Exercise input

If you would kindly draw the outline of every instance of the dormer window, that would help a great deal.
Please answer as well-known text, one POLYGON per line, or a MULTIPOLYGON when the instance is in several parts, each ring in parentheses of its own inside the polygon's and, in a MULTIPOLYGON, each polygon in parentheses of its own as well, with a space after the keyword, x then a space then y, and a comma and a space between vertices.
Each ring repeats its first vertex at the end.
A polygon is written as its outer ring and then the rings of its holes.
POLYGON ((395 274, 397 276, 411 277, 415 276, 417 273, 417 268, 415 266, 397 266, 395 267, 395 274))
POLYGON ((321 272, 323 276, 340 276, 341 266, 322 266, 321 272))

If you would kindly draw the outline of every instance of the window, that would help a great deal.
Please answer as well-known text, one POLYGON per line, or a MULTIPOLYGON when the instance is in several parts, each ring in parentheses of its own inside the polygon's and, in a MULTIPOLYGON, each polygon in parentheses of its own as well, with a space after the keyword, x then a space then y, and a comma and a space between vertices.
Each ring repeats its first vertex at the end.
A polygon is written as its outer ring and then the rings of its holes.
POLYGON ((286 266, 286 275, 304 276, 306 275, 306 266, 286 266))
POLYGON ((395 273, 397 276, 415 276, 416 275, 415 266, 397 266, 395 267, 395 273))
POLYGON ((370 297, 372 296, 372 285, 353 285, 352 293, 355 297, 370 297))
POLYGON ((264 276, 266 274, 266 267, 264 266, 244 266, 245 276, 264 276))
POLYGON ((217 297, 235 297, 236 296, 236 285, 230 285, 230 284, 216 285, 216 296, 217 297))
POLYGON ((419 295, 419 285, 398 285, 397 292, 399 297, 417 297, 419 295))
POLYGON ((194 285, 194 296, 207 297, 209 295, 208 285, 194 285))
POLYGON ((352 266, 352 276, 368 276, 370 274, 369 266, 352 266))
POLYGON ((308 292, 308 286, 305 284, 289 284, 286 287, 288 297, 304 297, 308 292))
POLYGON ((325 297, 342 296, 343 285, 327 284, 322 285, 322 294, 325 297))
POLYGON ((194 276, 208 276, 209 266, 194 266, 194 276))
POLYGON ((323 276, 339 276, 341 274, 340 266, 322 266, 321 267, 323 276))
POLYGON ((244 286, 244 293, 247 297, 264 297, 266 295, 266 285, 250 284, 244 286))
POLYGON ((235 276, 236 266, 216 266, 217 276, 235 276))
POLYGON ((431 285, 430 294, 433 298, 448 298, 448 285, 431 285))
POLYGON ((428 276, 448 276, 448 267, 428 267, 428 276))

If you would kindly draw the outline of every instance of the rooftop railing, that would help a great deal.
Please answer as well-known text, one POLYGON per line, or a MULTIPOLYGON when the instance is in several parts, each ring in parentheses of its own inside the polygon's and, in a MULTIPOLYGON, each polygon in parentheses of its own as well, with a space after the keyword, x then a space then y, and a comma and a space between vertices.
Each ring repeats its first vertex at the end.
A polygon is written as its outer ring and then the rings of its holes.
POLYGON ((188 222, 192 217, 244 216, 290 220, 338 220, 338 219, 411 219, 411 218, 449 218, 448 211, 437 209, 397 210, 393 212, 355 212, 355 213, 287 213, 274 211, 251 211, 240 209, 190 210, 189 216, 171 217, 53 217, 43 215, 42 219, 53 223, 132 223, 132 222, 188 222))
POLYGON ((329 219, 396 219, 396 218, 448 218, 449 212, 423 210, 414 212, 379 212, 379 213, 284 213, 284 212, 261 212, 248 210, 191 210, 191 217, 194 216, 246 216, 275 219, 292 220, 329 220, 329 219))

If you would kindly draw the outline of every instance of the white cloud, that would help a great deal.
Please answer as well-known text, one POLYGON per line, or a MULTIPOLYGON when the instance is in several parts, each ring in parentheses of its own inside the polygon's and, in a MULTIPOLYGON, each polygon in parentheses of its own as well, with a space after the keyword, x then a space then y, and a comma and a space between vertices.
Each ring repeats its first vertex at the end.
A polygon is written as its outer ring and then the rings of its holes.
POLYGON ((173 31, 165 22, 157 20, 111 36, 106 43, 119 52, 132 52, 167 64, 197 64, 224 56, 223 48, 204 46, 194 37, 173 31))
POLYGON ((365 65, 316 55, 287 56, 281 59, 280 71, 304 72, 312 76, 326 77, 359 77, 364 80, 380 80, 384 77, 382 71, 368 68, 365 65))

Task
Copy out, without changes, the lines from the beginning of the entries through the line containing "POLYGON ((321 272, 323", inclusive.

Worked answer
If you would kindly draw the outline of every instance of the dormer window, that would help a great deal.
Please answer as well-known text, one POLYGON per line, or a MULTIPOLYGON when the instance is in several parts, each ring in parentheses of its own inside the polygon's and, in a MULTIPOLYGON, each polygon in parentheses of its own as well, with a space after the keyword, x then a space then y, and a comma and a space between vertices.
Each ring repeats its first vertex at the end.
A polygon is written as its outer ring and then the rings of its holes.
POLYGON ((395 274, 397 276, 411 277, 415 276, 417 273, 417 268, 415 266, 397 266, 395 267, 395 274))
POLYGON ((321 272, 323 276, 340 276, 341 266, 322 266, 321 272))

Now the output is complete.